What is being asked -
Every record below should be transcribed exactly. Omit the images.

:: The data ::

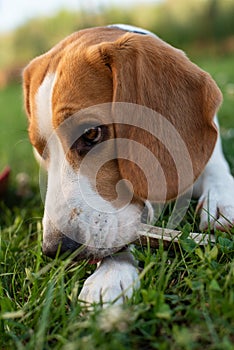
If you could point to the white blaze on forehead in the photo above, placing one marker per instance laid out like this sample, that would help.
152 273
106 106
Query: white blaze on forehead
44 105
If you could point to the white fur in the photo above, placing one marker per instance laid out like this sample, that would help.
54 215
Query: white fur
115 279
44 106
101 225
215 189
68 197
130 28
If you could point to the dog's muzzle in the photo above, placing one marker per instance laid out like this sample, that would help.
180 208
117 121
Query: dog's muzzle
64 245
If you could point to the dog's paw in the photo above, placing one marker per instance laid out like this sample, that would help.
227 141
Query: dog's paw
113 281
217 207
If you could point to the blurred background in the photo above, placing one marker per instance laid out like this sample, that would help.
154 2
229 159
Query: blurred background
203 28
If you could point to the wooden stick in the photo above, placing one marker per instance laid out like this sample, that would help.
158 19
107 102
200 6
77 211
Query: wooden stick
156 234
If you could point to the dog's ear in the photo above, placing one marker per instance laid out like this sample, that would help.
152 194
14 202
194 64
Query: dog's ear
176 127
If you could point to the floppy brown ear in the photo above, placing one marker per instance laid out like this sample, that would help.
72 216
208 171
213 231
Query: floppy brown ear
181 135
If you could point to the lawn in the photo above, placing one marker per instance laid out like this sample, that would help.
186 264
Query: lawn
187 293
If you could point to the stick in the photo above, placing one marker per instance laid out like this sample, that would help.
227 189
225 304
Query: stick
155 234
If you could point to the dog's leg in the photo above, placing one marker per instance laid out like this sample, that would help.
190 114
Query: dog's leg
215 190
114 279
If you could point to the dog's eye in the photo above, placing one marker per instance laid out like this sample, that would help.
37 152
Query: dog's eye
92 135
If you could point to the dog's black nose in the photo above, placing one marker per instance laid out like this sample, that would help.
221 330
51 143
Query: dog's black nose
64 245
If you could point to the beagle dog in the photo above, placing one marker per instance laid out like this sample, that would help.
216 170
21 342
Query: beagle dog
120 119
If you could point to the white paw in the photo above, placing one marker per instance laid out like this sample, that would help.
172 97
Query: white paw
217 207
113 281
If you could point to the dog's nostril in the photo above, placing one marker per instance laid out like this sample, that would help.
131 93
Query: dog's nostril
64 245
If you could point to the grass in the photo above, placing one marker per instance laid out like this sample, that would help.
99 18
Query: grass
186 297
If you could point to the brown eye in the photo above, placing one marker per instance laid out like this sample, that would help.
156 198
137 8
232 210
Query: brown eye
92 135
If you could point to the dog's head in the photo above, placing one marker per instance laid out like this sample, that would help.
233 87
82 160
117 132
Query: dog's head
116 119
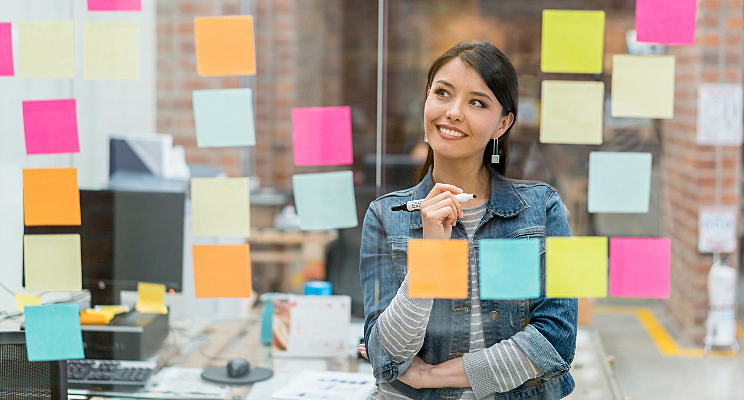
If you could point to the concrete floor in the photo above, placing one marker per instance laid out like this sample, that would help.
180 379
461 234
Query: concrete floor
644 373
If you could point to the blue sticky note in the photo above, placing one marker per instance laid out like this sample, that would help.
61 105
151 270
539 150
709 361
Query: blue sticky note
53 332
224 118
619 182
509 269
325 200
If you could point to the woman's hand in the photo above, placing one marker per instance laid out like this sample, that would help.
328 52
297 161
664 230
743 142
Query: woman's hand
440 210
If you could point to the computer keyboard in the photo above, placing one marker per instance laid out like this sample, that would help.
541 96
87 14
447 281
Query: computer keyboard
108 373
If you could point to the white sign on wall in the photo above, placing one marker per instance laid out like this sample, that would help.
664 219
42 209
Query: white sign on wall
720 114
717 229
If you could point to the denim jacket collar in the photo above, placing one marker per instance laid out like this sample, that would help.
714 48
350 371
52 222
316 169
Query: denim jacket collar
503 201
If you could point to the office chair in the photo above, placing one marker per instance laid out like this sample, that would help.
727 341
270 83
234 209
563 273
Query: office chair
21 379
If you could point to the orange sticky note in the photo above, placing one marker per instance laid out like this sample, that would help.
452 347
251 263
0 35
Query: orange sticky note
438 269
222 271
224 46
51 197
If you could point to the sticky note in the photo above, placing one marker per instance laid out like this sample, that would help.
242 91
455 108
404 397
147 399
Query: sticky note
509 269
52 263
619 182
51 197
576 267
224 117
224 46
438 269
322 136
111 50
640 267
50 126
46 49
222 271
572 112
325 200
670 22
642 86
53 332
6 50
150 298
114 5
23 300
220 207
573 41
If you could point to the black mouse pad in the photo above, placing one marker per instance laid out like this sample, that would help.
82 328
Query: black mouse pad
219 375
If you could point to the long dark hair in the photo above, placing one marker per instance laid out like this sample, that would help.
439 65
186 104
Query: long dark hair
501 78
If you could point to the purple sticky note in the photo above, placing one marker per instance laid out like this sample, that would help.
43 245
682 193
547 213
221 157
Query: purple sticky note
640 267
50 126
669 22
114 5
6 50
322 136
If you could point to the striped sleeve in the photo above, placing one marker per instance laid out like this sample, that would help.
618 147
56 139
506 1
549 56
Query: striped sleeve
402 326
499 368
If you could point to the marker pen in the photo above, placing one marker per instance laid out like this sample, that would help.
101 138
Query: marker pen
415 205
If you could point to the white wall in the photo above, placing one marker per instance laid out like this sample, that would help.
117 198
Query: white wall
103 108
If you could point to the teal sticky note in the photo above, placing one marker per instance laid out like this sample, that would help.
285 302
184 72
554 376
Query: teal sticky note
325 200
224 118
53 332
619 182
509 269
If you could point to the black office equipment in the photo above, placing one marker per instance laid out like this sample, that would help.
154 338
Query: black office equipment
108 375
21 379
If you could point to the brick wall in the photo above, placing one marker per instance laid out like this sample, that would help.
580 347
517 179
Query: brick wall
689 170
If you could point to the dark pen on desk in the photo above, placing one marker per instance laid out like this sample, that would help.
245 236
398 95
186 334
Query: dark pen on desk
415 205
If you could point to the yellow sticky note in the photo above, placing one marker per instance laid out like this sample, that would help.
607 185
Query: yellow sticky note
52 263
576 267
111 50
573 41
220 206
150 300
438 269
572 112
23 300
46 49
643 86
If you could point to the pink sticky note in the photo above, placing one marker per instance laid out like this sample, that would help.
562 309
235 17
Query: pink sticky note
322 136
50 126
640 267
6 50
666 21
114 5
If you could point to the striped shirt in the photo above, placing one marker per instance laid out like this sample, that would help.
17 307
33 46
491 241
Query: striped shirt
402 327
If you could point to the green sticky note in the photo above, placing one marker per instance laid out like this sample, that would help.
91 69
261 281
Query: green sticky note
576 267
52 263
572 112
509 269
325 200
220 207
643 86
224 118
46 49
619 182
573 41
111 50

:::

In response -
If you could point to the white blaze on forehead in the photo above, placing one marker per instance laid out like this sample, that would help.
152 273
106 106
Query: white blaze on forehead
44 105
If you could point to the white fur in the photo above, placing one marker per instance laid out like this sample, that would help.
54 215
Query: white fur
115 279
44 106
101 225
215 189
68 197
130 28
If you could point to the dog's muzzle in the photo above, placing one marker per instance laid out like this sample, that would help.
180 208
117 121
Query: dog's muzzle
64 245
If you could point to the dog's paw in the photo above, placing one marker per instance laid out like this sample, that would help.
227 141
Query: dog's paw
113 281
217 207
If you could point to the blurred background in the photo above, placing one marker per instance laid out like this sample, that would help.
154 2
229 159
Query: blurred background
203 28
If you could point to the wooden stick in the photo above, placing one marker per instance laid out like this sample, that would help.
158 19
107 102
200 6
77 211
Query: wooden stick
156 234
If you could point to the dog's ear in the photo above, placing one marker per instance laid out like this sample, that would help.
152 194
14 202
194 64
Query: dog's ear
176 127
If you could point to the floppy brown ear in the photo above, placing one marker per instance laid out like this sample, that would help.
72 216
208 171
213 231
Query: floppy brown ear
181 135
If you could point to the lawn in the photo above, placing one marker per instance laid out like this sample, that would help.
186 264
Query: lawn
187 293
If you could point to the stick in the photo above, placing one marker per instance laid out like this sample, that would help.
227 189
225 304
Query: stick
155 234
If you could point to the dog's leg in the photo above, placing one marker per instance laid out like this sample, that would help.
190 114
Query: dog's leg
215 190
114 279
If you could point to the dog's eye in the photo above, placing one marker per instance laid out like this sample, that would help.
37 152
Query: dog's eye
92 135
If you could point to the dog's black nose in the photo above, placing one marker per instance laid out like this sample, that would help.
221 330
51 143
Query: dog's black nose
64 245
If you could point to the beagle dog in the photo above, placing one marker per instance laid out like this sample, that would help.
216 170
21 342
Query: beagle dog
120 119
If you could point to the white paw in the photo above, placing one marker per instance laid out like this sample, that would help.
172 97
Query: white paw
217 207
113 281
If you could point to the dog's nostril in the photo above, placing one marker per instance laid out like this sample, that would help.
131 93
Query: dog's nostril
64 245
If you could point to the grass in the photo above, placing one marker per instance laid out like this sample, that would help.
99 18
Query: grass
186 297
If you could point to the brown eye in the photo above, placing one marker per instance laid out like this sample, that would help.
156 198
137 8
232 210
Query: brown eye
92 135
If you could point to the dog's head in the photo above, placing one marker per instance laid out like this sample, that would help.
233 87
82 160
117 132
Query: dog's head
116 119
If you could point to the concrete floor in the photo above, placing one marker per instance laid out like this sample, that would help.
180 379
461 234
Query: concrete floor
644 373
If you could point to the blue sticky note in the photo above, placing one marker per instance laid out like this sample, that would help.
61 105
151 270
539 150
709 361
Query: blue sticky note
53 332
224 118
619 182
509 269
325 200
If you could point to the woman's hand in the photo above, placing one marker per instance laid out like this sample, that would help.
328 52
297 161
664 230
743 142
Query: woman's hand
440 210
If you could point to the computer keyboard in the photo above, placing one marker per instance laid out like this sample, that would help.
541 96
87 14
447 281
Query: computer keyboard
108 373
If you could point to the white sign on wall in the photo above, placing one marker per instance laid out like this sample, that would help.
664 219
42 209
Query: white sign on wall
720 114
717 229
If you could point to the denim jacket collar in the photo above, placing one marker per instance laid out like this sample, that would help.
714 48
350 371
52 222
316 169
Query: denim jacket collar
503 201
If you could point to the office chair in the photo above, placing one marker per instance laid out like this sample, that would help.
727 341
270 83
234 209
563 273
Query: office chair
21 379
If you could point to the orange sticky note in the photo above, placing one marker per instance laid out like this sample, that would help.
452 347
251 263
0 35
Query: orange sticky note
438 269
222 271
224 46
51 197
If you could point to the sticky note in the photo above, placing one marker per instance laid out like this sample, that would help.
242 91
455 108
404 397
147 399
Query: sticky note
509 269
52 263
619 182
51 197
576 267
224 117
224 46
438 269
322 136
111 50
640 267
50 126
46 49
222 271
572 112
325 200
670 22
642 86
53 332
6 50
150 298
114 5
23 300
220 207
573 41
If you could point to the black mouse pad in the photo above, placing one marker per instance laid out like this sample, that would help.
82 328
Query: black mouse pad
219 375
If you could point to the long dark hair in the photo above, placing one marker per instance laid out like this sample, that would help.
439 65
186 104
Query: long dark hair
501 78
If you could point to the purple sticky note in the photo above, placing one marker per instance laid out like this sample, that would help.
43 245
682 193
547 213
221 157
Query: purple sticky note
640 267
50 126
669 22
114 5
6 50
322 136
If you could point to the striped sleeve in the photo above, placing one marker per instance laid out like this sample, that would help.
618 147
56 139
506 1
549 56
Query: striped sleeve
402 326
499 368
If you could point to the marker pen in the photo above, placing one marker per instance laid out like this sample, that would help.
101 138
Query: marker pen
415 205
If you could point to the white wall in the photo above, placing one marker per instance laid out like this sample, that would help.
117 198
Query: white wall
103 108
If you could point to the teal sticky note in the photo above, placing one marker per instance laid out like this sample, that would help.
285 302
184 72
554 376
Query: teal sticky note
325 200
224 118
53 332
619 182
509 269
If you could point to the black office equipment in the photo above, placing one marker per instance laid out like this sample, that would help.
154 338
Query: black office equipment
108 375
21 379
If you could point to the brick wall in the photo above, placing one marker per instance laid out like this sample, that would help.
580 347
517 179
Query: brick wall
689 170
If you could point to the dark pen on desk in the photo above, placing one marker per instance laid out like this sample, that would help.
245 236
398 95
186 334
Query: dark pen on desk
415 205
If you could point to the yellow sticky note in the photo above, placing one marker per instance laid out like this sample, that would help.
607 185
Query: yellow sticky note
52 263
576 267
111 50
573 41
220 206
150 300
438 269
572 112
23 300
46 49
643 86
If you could point to the pink sticky note in the photo above, placing one marker per instance laid out like this sample, that would help.
562 309
235 17
Query: pink sticky note
322 136
50 126
640 267
6 50
666 21
114 5
If you could point to the striped shirt in the photo above, placing one marker per instance laid out like this sample, that would help.
17 307
33 46
491 241
Query: striped shirt
402 327
If you could point to the green sticky note in the photo above, placing one marker per instance laid out like this sample, that would help.
91 69
261 281
Query: green sticky note
576 267
52 263
572 112
509 269
325 200
220 207
643 86
224 118
46 49
619 182
573 41
111 50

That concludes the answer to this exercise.